YOUR TASKS:
[1] Answer these questions using the jazz history text:
(a) Which decade does the text say belonged to popular swing big bands?
(b) What instrument did Charlie Parker play?
(c) When and where did cool jazz emerge?
[2] Carry on the jazz history text from its last sentence.

DOCUMENT EXCERPT:
+++

Selasa, 08 Mei 2012

JAZZ HISTORY

 


The 1930s belonged to popular swing big bands, in which some virtuoso jazz musicians became as famous as the band leaders. Key figures in developing the "big" jazz band included bandleaders and arrangers Count Basie, Cab Calloway, Fletcher Henderson, Duke Ellington, Artie Shaw, Tommy Dorsey, Benny Goodman, and Glenn Miller.In the mid-1940s bebop performers helped to shift jazz from danceable popular music towards a more challenging "musician's music." Differing greatly from swing, early bebop divorced itself from dance music, establishing itself more as an art form but lessening its potential popular and commercial value. Influential bebop jazz musicians included saxophonist Charlie Parker, pianists Bud Powell, trumpeter Dizzy Gillespie and Clifford Brown, bassist Ray Brown.

Cool jazz emerged in the late 1940s in New York City, as a result of the mixture of the styles of predominantly white jazz musicians and black bebop musicians. Cool jazz recordings by Chet Baker, Dave Brubeck, Bill Evans, Gil Evans, Stan Getz and the Modern Jazz Quartet usually have a "lighter" sound which avoided the aggressive tempos and harmonic abstraction of bebop.

+++

Source records:
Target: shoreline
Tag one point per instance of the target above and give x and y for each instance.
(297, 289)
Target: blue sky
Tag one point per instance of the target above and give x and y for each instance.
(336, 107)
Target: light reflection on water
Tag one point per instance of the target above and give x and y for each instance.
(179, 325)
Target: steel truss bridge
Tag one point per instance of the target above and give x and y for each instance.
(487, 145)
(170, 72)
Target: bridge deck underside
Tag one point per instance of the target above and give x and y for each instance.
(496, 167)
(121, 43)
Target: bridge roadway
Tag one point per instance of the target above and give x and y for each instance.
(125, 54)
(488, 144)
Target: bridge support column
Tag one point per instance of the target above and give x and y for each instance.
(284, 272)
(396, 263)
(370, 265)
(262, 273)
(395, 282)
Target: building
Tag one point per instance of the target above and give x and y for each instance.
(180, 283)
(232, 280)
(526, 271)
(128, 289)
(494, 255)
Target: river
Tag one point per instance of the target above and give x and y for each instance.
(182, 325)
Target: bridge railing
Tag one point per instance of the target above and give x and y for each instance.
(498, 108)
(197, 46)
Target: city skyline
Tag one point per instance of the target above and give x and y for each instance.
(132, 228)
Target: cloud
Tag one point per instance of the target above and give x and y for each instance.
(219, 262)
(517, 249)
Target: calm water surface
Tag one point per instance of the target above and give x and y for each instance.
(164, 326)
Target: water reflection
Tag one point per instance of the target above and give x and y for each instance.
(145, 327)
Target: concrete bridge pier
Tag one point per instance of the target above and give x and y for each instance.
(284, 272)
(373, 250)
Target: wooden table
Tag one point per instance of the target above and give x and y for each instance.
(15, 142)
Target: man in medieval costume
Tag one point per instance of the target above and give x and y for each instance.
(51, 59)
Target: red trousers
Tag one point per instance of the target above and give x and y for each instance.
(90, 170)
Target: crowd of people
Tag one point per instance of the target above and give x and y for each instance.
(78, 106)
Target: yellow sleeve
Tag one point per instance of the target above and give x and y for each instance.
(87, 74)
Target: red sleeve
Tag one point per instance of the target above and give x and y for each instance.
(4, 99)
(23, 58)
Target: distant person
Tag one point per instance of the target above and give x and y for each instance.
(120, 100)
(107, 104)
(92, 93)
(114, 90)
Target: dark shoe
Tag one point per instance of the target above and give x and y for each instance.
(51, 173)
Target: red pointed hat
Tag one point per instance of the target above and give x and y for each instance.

+++

EXPECTED ANSWERS:
[1]
(a) The 1930s.
(b) Saxophone.
(c) In the late 1940s, in New York City.

[2]
In the late 1960s and early 1970s the hybrid form of jazz-rock fusion was developed. Although jazz purists protested the blend of jazz and rock, some of jazz's significant innovators crossed over from the contemporary hardbop scene into fusion. Jazz fusion music often uses mixed meters, odd time signatures, syncopation, and complex chords and harmonies, and fusion includes a number of electric instruments, such as the electric guitar, electric bass, electric piano, and synthesizer keyboards. Notable performers of jazz fusion included Miles Davis, keyboardists Chick Corea and Herbie Hancock, drummer Tony Williams, guitarists Larry Coryell and John McLaughlin, Frank Zappa, saxophonist Wayne Shorter, bassist-composer Jaco Pastorius and other jazz musicians.

In the early 1980s, a lighter commercial form of jazz fusion called pop fusion or "smooth jazz " became successful and garnered significant radio airplay. Smooth jazz saxophonists include Grover Washington, Jr., Kenny G and Najee. Smooth jazz received frequent airplay helping to establish or bolster the careers of vocalists including Al Jarreau, Anita Baker, Chaka Khan, Sade and some other vocal jazz music artists.

In the late 1980s and early 1990s, several subgenres fused jazz with popular music, such as Acid jazz, nu jazz, and jazz rap. Acid jazz and nu jazz combined elements of jazz and modern forms of electronic dance music. While nu jazz is influenced by jazz harmony and melodies, there are usually no improvisational aspects.

Jazz Music Artists:
Victor McClain : A melting pot of Latin, Smooth Jazz, RnB and Jazz.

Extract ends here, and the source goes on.